[Work to do]:
1: In the thread about init_n_token, what does init_n_token specify?
2: From the thread about init_n_token, extract the passage from "You can fix" up to and including "pre_init = np.array([])".
-- begin Text passage --
Closed shansongliu closed 2 years ago
pre_init
in model.py are the init tokens for genre(first column), key(unused, second column) and instrument(third column). In your gen_midi_conditional.py
you define the embedding size of them as init_n_token = [1, 1, 1]
in line 48, so pre_init
is out of range.
You can fix it by :
init_n_token = [7, 1, 6]
in gen_midi_conditional.py
(if init_n_token
of your trained model is this)pre_init
in model.py
as empty array np.array([])
(if init_n_token
of your trained model is [1,1,1]
)Do you mean I should set the pre_init variable ( pre_init = np.array([[5, 0, 0], [0, 0, 0], [0, 0, 1], [0, 0, 2], [0, 0, 3], [0, 0, 4], [0, 0, 5]])
) as pre_init = np.array([])
? I see in the train.py
, the value of init_n_token
is [1,1,1]
Yes, set pre_init as np.array([]). You can also try pre_init = np.array([[0, 0, 0]])
if np.array([]) doesn't work well
init_n_token
is not the token itself, but the number of embedding classes for genre, key and instrument.
-- end Text passage --
-- begin Given records --
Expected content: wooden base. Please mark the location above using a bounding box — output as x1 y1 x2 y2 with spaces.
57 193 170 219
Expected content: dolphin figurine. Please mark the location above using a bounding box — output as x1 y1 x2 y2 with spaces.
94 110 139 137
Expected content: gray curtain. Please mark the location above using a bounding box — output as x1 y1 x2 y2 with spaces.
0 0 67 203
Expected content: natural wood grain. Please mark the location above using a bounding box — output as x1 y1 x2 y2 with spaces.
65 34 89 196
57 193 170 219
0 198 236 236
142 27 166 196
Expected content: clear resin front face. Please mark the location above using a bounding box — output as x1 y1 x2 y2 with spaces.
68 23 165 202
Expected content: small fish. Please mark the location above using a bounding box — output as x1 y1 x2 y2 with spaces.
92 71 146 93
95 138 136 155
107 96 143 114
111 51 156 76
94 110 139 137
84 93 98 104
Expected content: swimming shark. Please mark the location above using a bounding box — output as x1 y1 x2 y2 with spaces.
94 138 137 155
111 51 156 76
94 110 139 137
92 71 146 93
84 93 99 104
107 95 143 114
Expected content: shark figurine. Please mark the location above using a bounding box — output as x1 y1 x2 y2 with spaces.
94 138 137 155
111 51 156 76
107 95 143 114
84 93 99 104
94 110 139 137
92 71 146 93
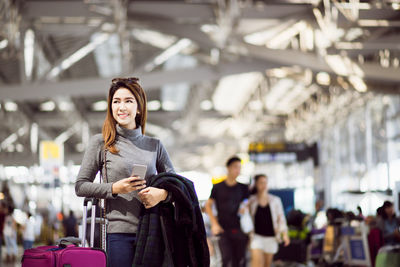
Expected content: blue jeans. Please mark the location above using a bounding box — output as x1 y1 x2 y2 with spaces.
107 233 136 267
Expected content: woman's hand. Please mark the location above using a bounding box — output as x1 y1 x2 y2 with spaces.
283 233 290 247
138 186 168 209
112 176 146 194
211 222 224 235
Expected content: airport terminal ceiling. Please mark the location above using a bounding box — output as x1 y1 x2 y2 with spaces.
0 0 400 170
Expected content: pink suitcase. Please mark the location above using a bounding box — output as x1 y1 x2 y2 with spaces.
22 199 107 267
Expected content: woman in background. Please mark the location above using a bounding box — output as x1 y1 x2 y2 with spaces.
248 174 290 267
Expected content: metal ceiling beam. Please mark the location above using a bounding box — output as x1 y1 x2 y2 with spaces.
128 1 215 21
22 0 102 18
0 58 279 101
128 1 312 22
245 44 400 82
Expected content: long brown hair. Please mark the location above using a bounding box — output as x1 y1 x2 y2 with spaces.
102 78 147 154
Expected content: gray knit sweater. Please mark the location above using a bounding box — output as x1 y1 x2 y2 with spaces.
75 125 174 233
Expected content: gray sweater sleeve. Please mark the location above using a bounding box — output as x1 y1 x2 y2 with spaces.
156 141 175 173
75 134 115 198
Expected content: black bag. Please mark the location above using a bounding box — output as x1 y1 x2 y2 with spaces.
274 239 307 263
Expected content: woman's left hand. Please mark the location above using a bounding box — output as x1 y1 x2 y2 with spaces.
138 186 168 209
283 234 290 247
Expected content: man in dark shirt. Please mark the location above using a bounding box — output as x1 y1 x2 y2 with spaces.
206 157 249 267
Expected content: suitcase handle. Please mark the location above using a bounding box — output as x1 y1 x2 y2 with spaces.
57 236 82 246
82 197 99 247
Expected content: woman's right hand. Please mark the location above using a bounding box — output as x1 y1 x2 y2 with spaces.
112 176 146 194
211 223 224 235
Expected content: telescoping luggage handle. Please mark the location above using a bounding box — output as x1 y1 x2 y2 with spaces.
82 197 99 247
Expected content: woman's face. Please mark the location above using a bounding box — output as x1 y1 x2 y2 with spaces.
111 88 138 129
256 176 268 193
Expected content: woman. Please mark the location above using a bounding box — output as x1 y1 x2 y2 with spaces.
3 206 18 262
75 78 174 267
248 174 290 267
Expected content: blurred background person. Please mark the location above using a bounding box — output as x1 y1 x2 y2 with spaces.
206 156 249 267
3 206 18 262
249 174 290 267
0 202 7 262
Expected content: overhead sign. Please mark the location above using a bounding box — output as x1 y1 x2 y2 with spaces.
249 142 319 166
40 141 64 165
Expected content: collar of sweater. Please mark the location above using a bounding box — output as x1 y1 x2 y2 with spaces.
117 124 143 141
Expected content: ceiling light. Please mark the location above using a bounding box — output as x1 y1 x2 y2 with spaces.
200 24 219 33
244 20 295 45
358 19 390 27
0 39 8 49
266 68 289 78
249 100 263 111
212 72 263 114
49 33 110 78
15 144 24 152
39 100 56 111
162 100 176 111
344 28 364 42
200 100 212 110
315 72 331 85
58 100 74 111
24 29 35 80
393 57 399 68
4 101 18 111
147 100 161 111
267 21 307 49
132 29 176 49
325 55 364 77
265 79 295 110
349 75 368 93
144 38 192 72
92 100 108 111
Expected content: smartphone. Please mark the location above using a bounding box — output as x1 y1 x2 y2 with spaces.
131 164 147 180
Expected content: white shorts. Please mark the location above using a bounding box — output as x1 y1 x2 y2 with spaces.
250 234 278 254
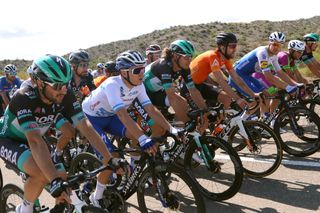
-- end Given records --
[Responses to the tasks]:
1: It specifies the number of embedding classes for genre, key and instrument, not the tokens themselves.

2:
You can fix it by :
init_n_token = [7, 1, 6]
in gen_midi_conditional.py
(if init_n_token
of your trained model is this)pre_init
in model.py
as empty array np.array([])
(if init_n_token
of your trained model is [1,1,1]
)Do you mean I should set the pre_init variable ( pre_init = np.array([[5, 0, 0], [0, 0, 0], [0, 0, 1], [0, 0, 2], [0, 0, 3], [0, 0, 4], [0, 0, 5]])
) as pre_init = np.array([])